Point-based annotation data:
....

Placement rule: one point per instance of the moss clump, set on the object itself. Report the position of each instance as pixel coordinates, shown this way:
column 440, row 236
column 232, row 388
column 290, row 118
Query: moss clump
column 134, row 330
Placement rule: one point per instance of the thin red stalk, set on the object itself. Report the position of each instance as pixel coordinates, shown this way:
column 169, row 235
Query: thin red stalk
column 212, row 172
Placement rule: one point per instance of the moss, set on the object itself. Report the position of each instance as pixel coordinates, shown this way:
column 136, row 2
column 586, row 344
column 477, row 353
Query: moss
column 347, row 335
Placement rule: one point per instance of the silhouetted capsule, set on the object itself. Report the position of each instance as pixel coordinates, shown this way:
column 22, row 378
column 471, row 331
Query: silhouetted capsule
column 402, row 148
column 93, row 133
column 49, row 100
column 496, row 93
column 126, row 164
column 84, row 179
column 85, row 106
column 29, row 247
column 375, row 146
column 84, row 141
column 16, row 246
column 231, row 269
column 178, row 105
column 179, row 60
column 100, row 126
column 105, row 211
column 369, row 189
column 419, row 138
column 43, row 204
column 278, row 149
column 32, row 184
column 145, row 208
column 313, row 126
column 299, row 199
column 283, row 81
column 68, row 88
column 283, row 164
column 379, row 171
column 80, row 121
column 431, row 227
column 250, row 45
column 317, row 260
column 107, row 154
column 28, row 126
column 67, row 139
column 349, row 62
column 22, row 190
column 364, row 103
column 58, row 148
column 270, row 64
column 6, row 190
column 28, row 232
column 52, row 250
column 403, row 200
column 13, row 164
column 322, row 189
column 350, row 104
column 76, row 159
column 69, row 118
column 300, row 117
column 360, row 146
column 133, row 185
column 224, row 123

....

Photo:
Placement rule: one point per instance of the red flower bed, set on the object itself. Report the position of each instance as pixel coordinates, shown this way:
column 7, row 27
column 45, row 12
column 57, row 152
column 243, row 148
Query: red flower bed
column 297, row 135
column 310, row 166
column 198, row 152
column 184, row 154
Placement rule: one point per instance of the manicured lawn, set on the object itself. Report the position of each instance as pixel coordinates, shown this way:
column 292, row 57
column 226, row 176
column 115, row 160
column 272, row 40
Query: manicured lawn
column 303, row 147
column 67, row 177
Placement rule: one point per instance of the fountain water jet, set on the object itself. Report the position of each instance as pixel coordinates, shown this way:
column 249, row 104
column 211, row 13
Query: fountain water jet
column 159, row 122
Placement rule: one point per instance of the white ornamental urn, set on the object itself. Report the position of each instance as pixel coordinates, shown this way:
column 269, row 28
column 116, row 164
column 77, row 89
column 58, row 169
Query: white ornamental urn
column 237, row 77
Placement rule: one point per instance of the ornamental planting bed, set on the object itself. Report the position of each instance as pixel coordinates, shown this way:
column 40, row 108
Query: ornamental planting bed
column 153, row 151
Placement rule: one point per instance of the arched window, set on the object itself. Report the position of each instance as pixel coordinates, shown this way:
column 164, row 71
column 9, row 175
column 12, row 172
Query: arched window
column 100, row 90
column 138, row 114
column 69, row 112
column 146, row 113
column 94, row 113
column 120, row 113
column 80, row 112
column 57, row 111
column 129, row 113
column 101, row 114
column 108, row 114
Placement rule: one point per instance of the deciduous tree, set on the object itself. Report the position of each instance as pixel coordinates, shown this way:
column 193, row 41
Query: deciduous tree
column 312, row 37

....

**INSTRUCTIONS TO FOLLOW**
Update the stretch from the line containing "Placement rule: one point per instance of the manicured" through the line containing "column 312, row 37" by replacing "Query" with "Target" throughout, leaving everything else unchanged.

**FINAL ANSWER**
Placement rule: one point per instance of the manicured lawn, set on the object itself. Report the position of each instance as pixel coordinates, shown this way:
column 292, row 57
column 226, row 176
column 115, row 160
column 272, row 40
Target: manicured lawn
column 303, row 147
column 67, row 177
Placement rule: one point per instance of the fountain water jet, set on the object itself. Report the position of each instance as pixel coordinates, shown this way:
column 249, row 104
column 211, row 13
Target: fountain water jet
column 159, row 122
Placement rule: one point per instance of the white ornamental urn, set on the object itself. Report the position of each instance as pixel coordinates, shown this way:
column 269, row 28
column 116, row 164
column 77, row 89
column 58, row 169
Target: white ornamental urn
column 237, row 77
Placement rule: one point per instance of the ornamental planting bed, set on the object itself. Report the position of each instance as pixel coordinates, shown this way:
column 40, row 108
Target: ornamental planting bed
column 153, row 151
Placement rule: one point per instance of the arched window, set on the object itself. Report the position of each instance as pixel coordinates, shown this way:
column 164, row 71
column 9, row 175
column 12, row 172
Target: arched window
column 100, row 90
column 138, row 114
column 69, row 112
column 146, row 113
column 94, row 113
column 120, row 113
column 80, row 112
column 57, row 111
column 129, row 113
column 101, row 114
column 108, row 114
Placement rule: one point per instance of the deciduous tree, set on the object itself. Report the position of each instance as pixel coordinates, shown this way:
column 193, row 41
Target: deciduous tree
column 312, row 37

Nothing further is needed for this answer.